A run of records
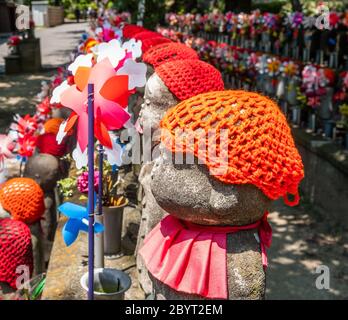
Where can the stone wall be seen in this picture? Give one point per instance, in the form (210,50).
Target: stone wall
(55,16)
(325,185)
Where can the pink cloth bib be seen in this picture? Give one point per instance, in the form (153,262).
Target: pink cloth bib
(191,258)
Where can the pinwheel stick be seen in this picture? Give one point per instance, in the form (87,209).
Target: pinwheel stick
(99,238)
(90,191)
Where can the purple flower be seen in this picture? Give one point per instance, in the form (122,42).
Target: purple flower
(82,181)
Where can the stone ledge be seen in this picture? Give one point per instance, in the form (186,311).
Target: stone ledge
(324,148)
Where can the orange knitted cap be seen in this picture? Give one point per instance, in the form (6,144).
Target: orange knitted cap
(52,125)
(23,198)
(15,250)
(168,52)
(256,146)
(187,78)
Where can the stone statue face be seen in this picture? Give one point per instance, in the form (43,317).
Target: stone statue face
(157,100)
(44,169)
(190,192)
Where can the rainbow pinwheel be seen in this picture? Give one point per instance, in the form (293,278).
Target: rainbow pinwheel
(110,98)
(78,221)
(6,147)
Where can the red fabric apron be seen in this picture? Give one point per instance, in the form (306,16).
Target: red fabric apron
(191,258)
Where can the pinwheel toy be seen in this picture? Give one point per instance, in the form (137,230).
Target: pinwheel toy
(6,147)
(110,98)
(78,221)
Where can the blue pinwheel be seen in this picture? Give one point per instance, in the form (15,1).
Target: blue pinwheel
(78,221)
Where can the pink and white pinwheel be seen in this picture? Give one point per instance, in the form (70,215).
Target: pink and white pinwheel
(27,145)
(6,147)
(110,98)
(26,125)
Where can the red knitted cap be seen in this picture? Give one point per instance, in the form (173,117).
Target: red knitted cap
(187,78)
(23,198)
(171,51)
(47,143)
(15,250)
(131,30)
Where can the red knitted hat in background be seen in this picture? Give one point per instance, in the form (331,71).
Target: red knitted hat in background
(15,250)
(258,150)
(146,35)
(171,51)
(130,30)
(147,44)
(47,143)
(187,78)
(52,125)
(150,39)
(23,198)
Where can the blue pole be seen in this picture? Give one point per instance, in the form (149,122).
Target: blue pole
(91,191)
(99,238)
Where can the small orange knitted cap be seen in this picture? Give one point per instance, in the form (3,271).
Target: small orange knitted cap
(187,78)
(256,146)
(52,125)
(171,51)
(23,198)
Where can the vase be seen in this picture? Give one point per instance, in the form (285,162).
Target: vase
(345,142)
(109,284)
(113,219)
(312,121)
(328,128)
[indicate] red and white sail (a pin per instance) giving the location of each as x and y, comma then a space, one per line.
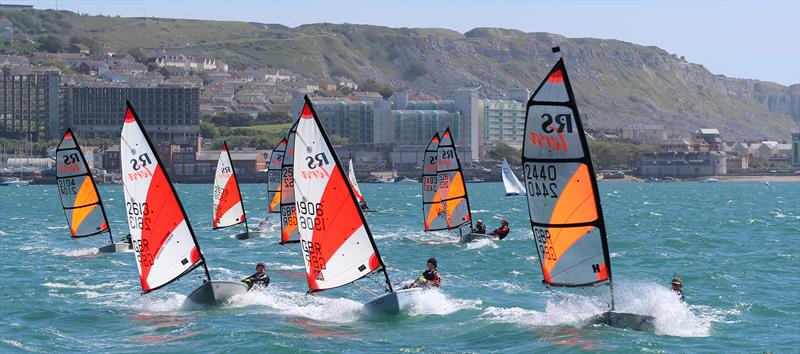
274, 176
351, 176
163, 240
228, 209
289, 232
79, 197
338, 247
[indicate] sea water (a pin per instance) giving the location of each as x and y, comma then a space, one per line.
736, 246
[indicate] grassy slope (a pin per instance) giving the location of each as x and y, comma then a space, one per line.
615, 82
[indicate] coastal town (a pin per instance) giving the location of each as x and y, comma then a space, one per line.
192, 104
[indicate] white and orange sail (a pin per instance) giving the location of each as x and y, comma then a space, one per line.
274, 176
289, 232
563, 200
452, 187
351, 176
227, 206
337, 244
434, 217
79, 197
163, 240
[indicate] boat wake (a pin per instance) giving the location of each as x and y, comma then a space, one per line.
672, 317
481, 243
297, 304
434, 302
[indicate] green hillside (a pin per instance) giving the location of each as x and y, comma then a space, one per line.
617, 83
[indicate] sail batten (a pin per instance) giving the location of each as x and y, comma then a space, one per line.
83, 208
563, 200
164, 243
338, 247
289, 231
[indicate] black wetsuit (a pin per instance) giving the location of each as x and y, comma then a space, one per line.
679, 292
260, 279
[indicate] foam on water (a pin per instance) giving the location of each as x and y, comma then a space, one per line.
434, 302
672, 317
298, 304
481, 243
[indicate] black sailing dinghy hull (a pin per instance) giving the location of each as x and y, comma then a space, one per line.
475, 236
116, 247
213, 293
392, 303
243, 236
632, 321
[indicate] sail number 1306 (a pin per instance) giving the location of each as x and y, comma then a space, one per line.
138, 215
540, 180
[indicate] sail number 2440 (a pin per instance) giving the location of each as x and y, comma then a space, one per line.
540, 180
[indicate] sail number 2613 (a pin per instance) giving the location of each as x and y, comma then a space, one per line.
138, 215
540, 180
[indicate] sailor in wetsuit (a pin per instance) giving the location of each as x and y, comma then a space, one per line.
260, 278
480, 228
429, 278
677, 285
502, 231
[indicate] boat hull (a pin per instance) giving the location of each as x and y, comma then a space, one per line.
243, 236
116, 247
214, 293
466, 238
632, 321
392, 303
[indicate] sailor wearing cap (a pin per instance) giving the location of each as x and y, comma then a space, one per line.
677, 284
260, 278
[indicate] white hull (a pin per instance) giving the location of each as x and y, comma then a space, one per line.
392, 303
473, 236
213, 293
116, 247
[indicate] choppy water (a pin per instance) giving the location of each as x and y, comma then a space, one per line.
736, 245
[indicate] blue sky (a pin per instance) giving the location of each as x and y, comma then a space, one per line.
745, 39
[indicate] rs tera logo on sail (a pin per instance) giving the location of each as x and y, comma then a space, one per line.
142, 162
319, 160
562, 122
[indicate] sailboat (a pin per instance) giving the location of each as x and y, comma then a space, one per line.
82, 205
512, 185
163, 240
563, 199
228, 207
351, 176
338, 247
445, 203
289, 232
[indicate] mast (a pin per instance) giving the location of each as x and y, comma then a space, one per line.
238, 190
563, 199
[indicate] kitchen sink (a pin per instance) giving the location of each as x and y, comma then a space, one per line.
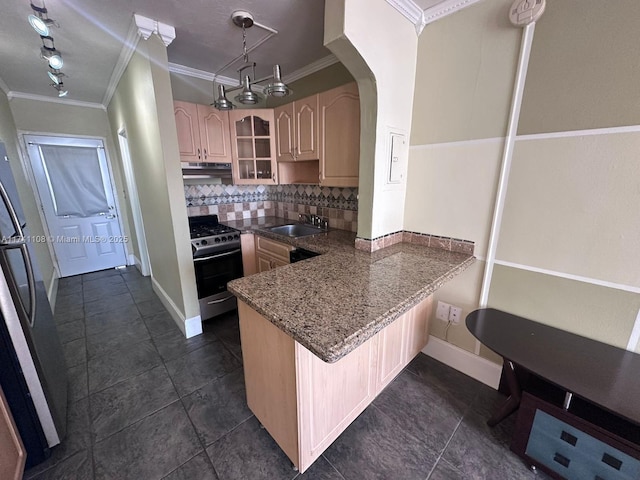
296, 230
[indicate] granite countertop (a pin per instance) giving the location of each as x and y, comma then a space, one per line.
333, 303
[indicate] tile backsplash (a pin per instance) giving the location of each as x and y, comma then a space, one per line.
236, 202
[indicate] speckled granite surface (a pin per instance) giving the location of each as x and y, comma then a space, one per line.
335, 302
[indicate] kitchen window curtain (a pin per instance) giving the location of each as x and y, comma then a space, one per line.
75, 180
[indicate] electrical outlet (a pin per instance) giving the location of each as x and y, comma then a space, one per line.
442, 311
454, 314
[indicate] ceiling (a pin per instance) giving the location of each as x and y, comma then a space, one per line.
92, 34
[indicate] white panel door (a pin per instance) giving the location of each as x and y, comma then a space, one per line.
76, 193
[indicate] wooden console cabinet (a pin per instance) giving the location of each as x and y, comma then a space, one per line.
306, 403
579, 415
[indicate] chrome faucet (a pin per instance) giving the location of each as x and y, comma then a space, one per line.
315, 220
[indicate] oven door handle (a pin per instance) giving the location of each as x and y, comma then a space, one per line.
219, 255
212, 302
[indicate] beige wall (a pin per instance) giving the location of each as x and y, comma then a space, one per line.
569, 207
320, 81
605, 314
9, 136
583, 71
379, 47
567, 249
464, 79
143, 106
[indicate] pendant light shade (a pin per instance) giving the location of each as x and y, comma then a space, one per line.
247, 97
55, 76
39, 25
49, 53
277, 87
40, 21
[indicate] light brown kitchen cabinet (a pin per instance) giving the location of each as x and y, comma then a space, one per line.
203, 133
340, 136
306, 403
253, 147
297, 130
271, 254
248, 246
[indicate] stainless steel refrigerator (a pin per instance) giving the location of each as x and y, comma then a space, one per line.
32, 366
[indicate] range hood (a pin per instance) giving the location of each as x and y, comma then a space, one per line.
206, 170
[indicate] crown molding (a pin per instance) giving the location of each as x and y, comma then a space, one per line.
445, 8
202, 74
147, 26
411, 11
128, 48
4, 87
311, 68
64, 101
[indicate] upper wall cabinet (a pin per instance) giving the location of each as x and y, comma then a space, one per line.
253, 147
297, 130
203, 133
340, 136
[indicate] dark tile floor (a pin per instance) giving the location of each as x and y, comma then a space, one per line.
146, 404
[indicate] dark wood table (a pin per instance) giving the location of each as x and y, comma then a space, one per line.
601, 374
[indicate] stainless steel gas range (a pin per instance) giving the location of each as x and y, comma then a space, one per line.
217, 258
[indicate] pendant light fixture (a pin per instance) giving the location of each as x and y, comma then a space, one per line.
221, 103
247, 96
40, 20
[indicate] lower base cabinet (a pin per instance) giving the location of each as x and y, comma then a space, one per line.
271, 254
305, 403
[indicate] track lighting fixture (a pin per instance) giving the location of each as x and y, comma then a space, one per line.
41, 23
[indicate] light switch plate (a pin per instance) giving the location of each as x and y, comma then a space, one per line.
442, 311
454, 314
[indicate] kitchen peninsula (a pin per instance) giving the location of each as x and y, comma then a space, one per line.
321, 338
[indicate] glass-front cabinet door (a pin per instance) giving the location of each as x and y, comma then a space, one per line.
253, 143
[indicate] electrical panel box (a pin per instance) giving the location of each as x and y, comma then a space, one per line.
397, 161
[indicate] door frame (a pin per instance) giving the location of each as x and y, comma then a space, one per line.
134, 201
29, 173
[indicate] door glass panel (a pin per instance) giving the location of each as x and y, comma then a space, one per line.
75, 180
264, 168
260, 127
245, 148
243, 127
246, 168
263, 148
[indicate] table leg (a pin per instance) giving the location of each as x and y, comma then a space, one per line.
512, 402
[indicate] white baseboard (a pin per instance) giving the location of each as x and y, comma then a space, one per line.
190, 326
52, 292
481, 369
193, 326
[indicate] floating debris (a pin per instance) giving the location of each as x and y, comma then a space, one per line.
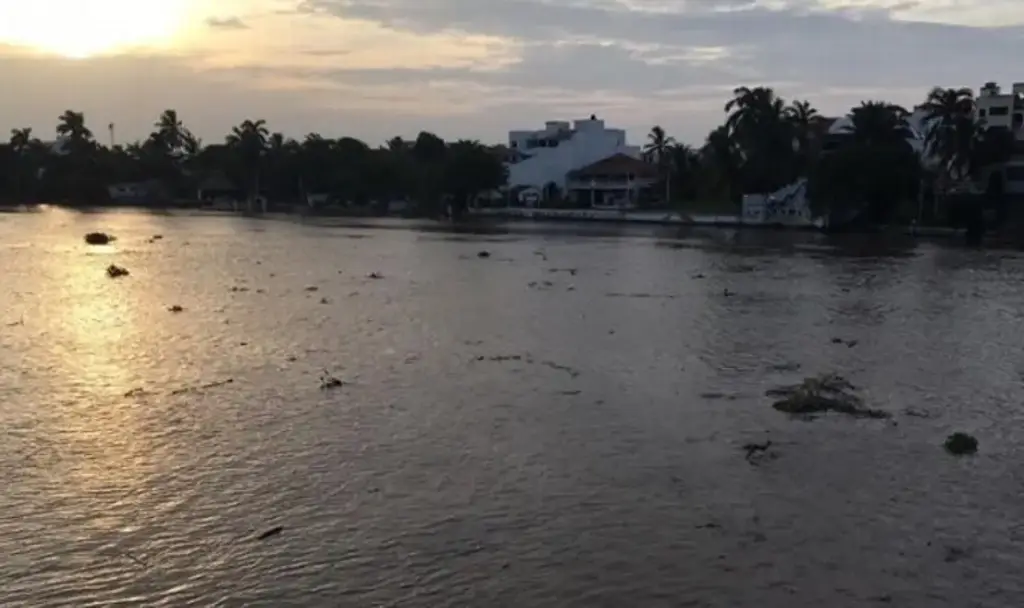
821, 394
848, 343
330, 382
559, 367
503, 358
203, 387
961, 444
756, 448
641, 295
115, 271
271, 532
98, 239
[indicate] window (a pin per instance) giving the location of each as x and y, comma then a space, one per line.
1015, 173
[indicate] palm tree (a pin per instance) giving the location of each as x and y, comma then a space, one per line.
721, 156
684, 165
72, 125
950, 129
802, 116
20, 140
24, 146
763, 137
658, 149
249, 141
751, 109
879, 123
172, 131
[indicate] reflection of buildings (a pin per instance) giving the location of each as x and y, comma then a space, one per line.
585, 161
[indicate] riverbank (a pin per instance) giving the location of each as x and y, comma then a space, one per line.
678, 218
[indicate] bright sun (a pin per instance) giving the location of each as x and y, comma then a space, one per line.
81, 29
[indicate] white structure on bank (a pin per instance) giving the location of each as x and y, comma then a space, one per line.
550, 154
1006, 110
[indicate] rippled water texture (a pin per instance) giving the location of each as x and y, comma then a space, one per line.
559, 424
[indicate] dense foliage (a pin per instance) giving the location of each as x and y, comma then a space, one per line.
866, 164
253, 160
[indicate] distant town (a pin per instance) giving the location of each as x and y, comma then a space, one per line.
954, 160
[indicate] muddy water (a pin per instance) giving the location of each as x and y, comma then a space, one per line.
559, 424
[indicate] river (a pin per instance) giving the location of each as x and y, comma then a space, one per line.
559, 424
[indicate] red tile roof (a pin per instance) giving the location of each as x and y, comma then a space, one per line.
616, 165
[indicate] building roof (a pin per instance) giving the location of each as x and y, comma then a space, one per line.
615, 165
216, 181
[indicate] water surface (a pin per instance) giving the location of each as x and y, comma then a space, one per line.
559, 424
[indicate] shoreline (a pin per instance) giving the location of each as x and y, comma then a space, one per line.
677, 218
515, 214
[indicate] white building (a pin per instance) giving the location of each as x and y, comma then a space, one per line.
999, 109
1003, 110
550, 154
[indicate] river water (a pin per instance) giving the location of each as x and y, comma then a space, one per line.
558, 424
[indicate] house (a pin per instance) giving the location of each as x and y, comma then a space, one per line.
617, 181
543, 159
137, 192
215, 187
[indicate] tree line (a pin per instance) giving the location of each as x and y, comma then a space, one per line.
255, 161
869, 165
764, 143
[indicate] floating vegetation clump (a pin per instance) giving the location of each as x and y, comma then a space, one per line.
114, 271
821, 394
330, 382
98, 239
961, 444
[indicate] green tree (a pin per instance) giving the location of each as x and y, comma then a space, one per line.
875, 170
658, 150
470, 169
248, 140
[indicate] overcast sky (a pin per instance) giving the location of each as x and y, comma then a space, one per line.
373, 69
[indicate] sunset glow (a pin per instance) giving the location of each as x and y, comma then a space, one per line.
81, 29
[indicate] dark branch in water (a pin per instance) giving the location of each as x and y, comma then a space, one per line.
271, 532
202, 387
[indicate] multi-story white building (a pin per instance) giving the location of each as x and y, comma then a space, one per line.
1003, 109
1000, 109
549, 155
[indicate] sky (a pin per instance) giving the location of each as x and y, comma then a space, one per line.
476, 69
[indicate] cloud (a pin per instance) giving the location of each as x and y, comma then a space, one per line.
478, 68
226, 24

(Task objective) Write out again, unchanged, every line from the line containing "[indicate] house (a" to the final line of the material above.

(Answer to the task)
[indicate] house (a pin per instance) giving the location of each as x and y, comma then a space, one per line.
617, 181
543, 159
137, 192
215, 187
[indicate] tree line (a pin per instance) giving the location of each as x and y, comma then a space, one per line.
255, 161
869, 165
764, 143
[indicate] floating vegetation clump (a pin per instance) giving the location of each as x and y, comma then a space, one per line.
114, 271
821, 394
330, 382
98, 239
961, 444
[indicate] green tree (a pin per instance) giving the location of each as x and y, comma then a space, one per line.
875, 170
658, 150
470, 169
248, 140
[indicate] overcast sky (a pin per instance) giving the location of each as x and y, comma then a space, one per line.
373, 69
[indicate] sunset glow (a pin per instance) giving the location of each as x and y, comma then a space, one per line.
81, 29
[indicate] dark branch in water (a pin per instance) giving the location of each as x and y, comma then a space, one per line.
271, 532
202, 387
[indicate] multi-story white building (a pin per instance) giving the location of each as x and y, comma then a space, one per line.
1003, 109
1000, 109
549, 155
[indicate] sky (a pin per instance) giving the location of each as x and y, comma then a space, one per line.
476, 69
[indicate] cloud (a pin per instance) giving the location of each as x and y, comma then a space, one per line.
478, 68
226, 24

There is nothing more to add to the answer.